Écoutez-vous la radio le matin ou suivez-vous même de loin les débats sur le sujet du climat ? Alors vous avez sûrement déjà entendu une idée à la mode en ce moment : il y aurait d'un côté les efforts individuels, et de l'autre les efforts collectifs.

En particulier, les efforts individuels seraient quantifiés, et très limités. À en croire Gaël Giraud, l'un des intellectuels les plus influents de France, cité par Hervé Gardette, l'un des journalistes de l'environnement les plus influents de France, « à l’échelle individuelle, beaucoup d’entre nous éprouvent une impuissance tragique. En France, l’austérité la plus rigoureuse permettrait à un individu seul d’économiser au mieux 30% de ses émissions de gaz à effet de serre. Les 70% restants relèvent de décisions qui engagent les grands collectifs et le politique» Autre exemple, à la minute 21 de cette émission France Inter, on entend Natacha Polony, l'une des journaliste les plus influentes en France, dire : « Des personnes qui bouleverseraient leur mode de vie pour pratiquer toutes les règles de l'écologie pure ne réduiraient que de 25 % leur empreinte carbone ».

Alors, quel est le problème dans ces deux citations ? Il y en a en fait deux : d'une, ces citations sont des infox, propagées par des gens très écoutés. De deux, l'étude sur laquelle se basent ces influenceurs est critiquable, et la thèse elle-même qui sous-tend l'étude est sans fondements : c'est l'objet principal de cet article.

Objectifs ::
**1.** Reproduisez à l'identique le passage du texte sur les efforts pour le climat compris entre « Alors, quel est » et « de cet article. », ces deux bornes incluses.
**2.** Dans les entrées, reprenez uniquement les lignes situées entre celle qui contient « Verify: does the image above include any silver fork? » et celle qui contient « [0,0,587,438] », toutes deux incluses. Remplacez-y « wine glass base » par « wine glass foot » sans rien modifier d'autre.
Le texte sur les efforts pour le climat et les entrées qui suivent sont des documents indépendants l'un de l'autre.

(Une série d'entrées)
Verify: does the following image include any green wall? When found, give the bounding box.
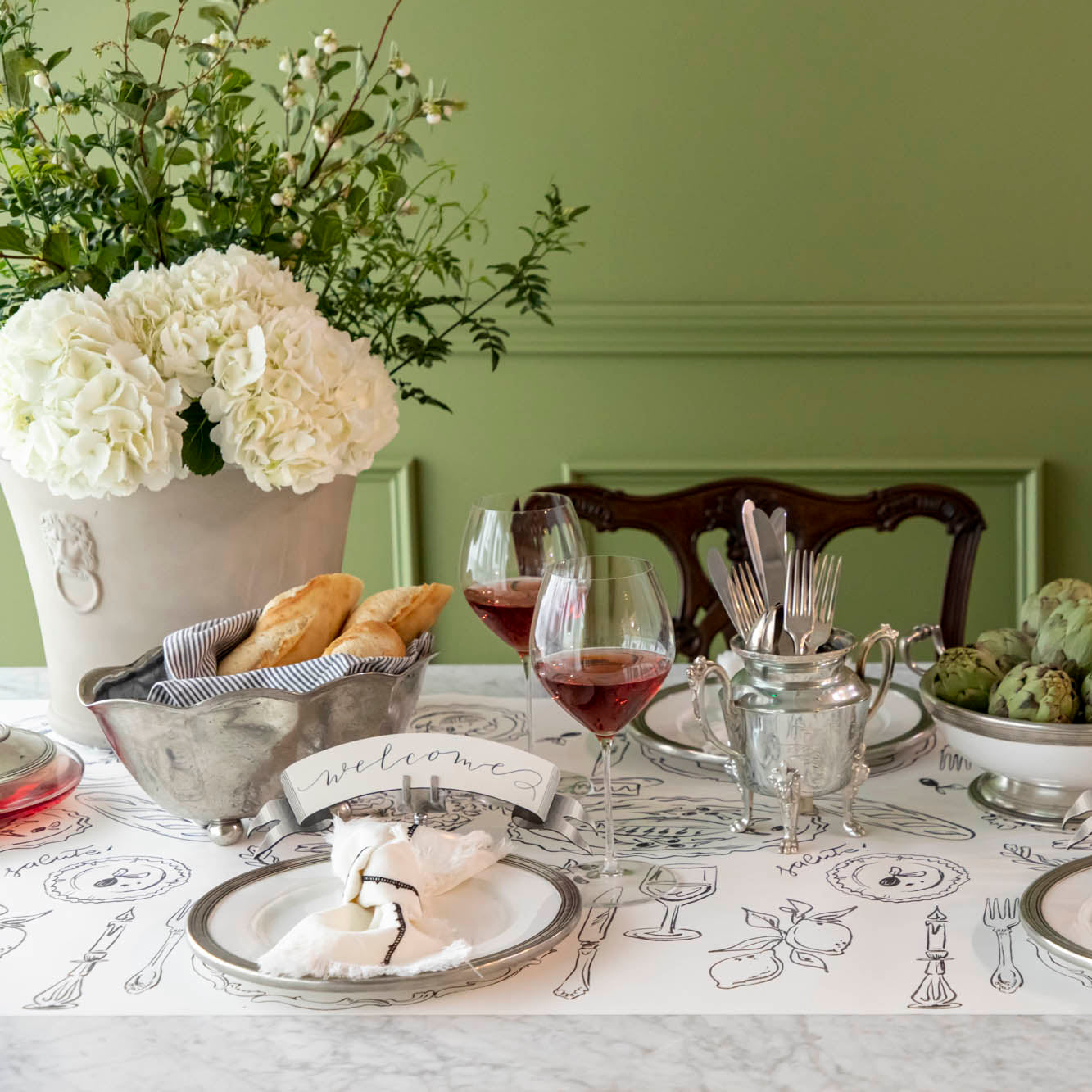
[0,0,1092,664]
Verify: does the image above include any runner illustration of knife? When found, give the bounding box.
[554,886,621,1001]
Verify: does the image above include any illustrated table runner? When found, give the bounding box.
[0,695,1092,1019]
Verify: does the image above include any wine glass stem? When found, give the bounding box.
[520,656,534,754]
[600,739,621,876]
[664,902,682,936]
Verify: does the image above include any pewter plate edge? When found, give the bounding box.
[186,853,581,994]
[1020,857,1092,972]
[627,682,936,773]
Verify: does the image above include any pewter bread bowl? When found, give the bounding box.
[899,626,1092,826]
[78,646,433,845]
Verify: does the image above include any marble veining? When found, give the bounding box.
[0,1016,1092,1092]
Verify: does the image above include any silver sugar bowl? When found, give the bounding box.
[686,624,899,853]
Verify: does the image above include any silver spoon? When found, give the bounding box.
[747,603,781,652]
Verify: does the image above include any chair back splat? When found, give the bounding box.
[545,478,986,659]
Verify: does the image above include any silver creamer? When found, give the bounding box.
[686,626,899,853]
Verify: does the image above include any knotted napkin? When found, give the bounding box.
[147,609,433,709]
[258,819,508,978]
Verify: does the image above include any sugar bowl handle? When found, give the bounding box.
[899,623,945,675]
[857,623,899,719]
[686,656,744,770]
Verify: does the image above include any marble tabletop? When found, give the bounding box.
[0,665,1092,1092]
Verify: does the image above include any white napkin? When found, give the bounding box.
[258,819,508,978]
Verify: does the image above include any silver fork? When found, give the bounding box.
[811,554,842,649]
[981,899,1023,994]
[783,549,816,656]
[728,561,765,641]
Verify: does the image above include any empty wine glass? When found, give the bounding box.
[626,865,716,940]
[460,492,590,793]
[531,555,675,905]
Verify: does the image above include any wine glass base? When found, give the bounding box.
[626,928,701,940]
[567,857,675,906]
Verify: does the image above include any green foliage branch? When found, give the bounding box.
[0,0,587,438]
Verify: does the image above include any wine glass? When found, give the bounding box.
[626,865,716,940]
[531,555,675,905]
[460,492,590,777]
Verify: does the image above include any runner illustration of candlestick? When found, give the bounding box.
[906,906,960,1009]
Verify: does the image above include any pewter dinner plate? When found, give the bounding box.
[186,854,580,997]
[1020,857,1092,974]
[629,682,936,777]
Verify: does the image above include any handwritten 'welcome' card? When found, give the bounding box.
[281,732,559,821]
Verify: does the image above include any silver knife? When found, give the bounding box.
[705,546,744,633]
[770,508,788,554]
[752,509,785,607]
[554,886,623,1001]
[742,499,771,607]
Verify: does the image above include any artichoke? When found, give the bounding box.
[974,629,1032,672]
[1020,577,1092,637]
[990,664,1080,724]
[1031,600,1092,680]
[935,649,1004,713]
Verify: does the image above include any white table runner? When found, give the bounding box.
[0,695,1092,1019]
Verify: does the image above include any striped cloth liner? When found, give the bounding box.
[147,610,433,709]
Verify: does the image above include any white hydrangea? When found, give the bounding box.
[0,288,186,498]
[0,247,399,497]
[201,308,399,492]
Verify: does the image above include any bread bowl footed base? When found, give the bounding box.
[78,646,435,845]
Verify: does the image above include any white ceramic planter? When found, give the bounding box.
[0,460,355,747]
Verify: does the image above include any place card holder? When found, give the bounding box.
[248,732,587,852]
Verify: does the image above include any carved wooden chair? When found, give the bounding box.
[532,478,986,659]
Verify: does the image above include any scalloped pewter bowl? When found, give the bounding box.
[79,647,433,845]
[921,666,1092,826]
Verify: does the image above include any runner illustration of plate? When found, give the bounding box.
[187,854,580,1000]
[827,853,970,902]
[628,682,936,777]
[1020,857,1092,975]
[46,857,190,902]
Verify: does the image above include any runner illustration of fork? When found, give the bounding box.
[981,899,1023,994]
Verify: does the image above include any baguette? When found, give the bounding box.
[216,572,364,675]
[322,621,406,659]
[345,584,455,644]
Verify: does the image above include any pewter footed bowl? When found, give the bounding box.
[899,624,1092,827]
[79,647,433,845]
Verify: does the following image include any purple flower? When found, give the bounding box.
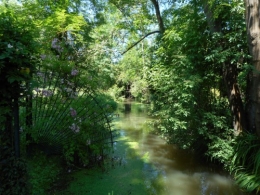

Résultats par consigne ::
**1.**
Alors, quel est le problème dans ces deux citations ? Il y en a en fait deux : d'une, ces citations sont des infox, propagées par des gens très écoutés. De deux, l'étude sur laquelle se basent ces influenceurs est critiquable, et la thèse elle-même qui sous-tend l'étude est sans fondements : c'est l'objet principal de cet article.

**2.**
Verify: does the image above include any silver fork? When found, give the bounding box.
[811,554,842,649]
[981,899,1023,994]
[783,549,816,656]
[728,561,765,641]
Verify: does the image above include any empty wine glass? When found, give the bounding box.
[626,865,716,940]
[460,492,590,793]
[531,555,675,905]
Verify: does the image above include any wine glass foot? When found, give the bounding box.
[626,928,701,940]
[567,857,675,906]
Verify: does the image above include any green foliage branch? When found, give the bounding box.
[0,0,587,438]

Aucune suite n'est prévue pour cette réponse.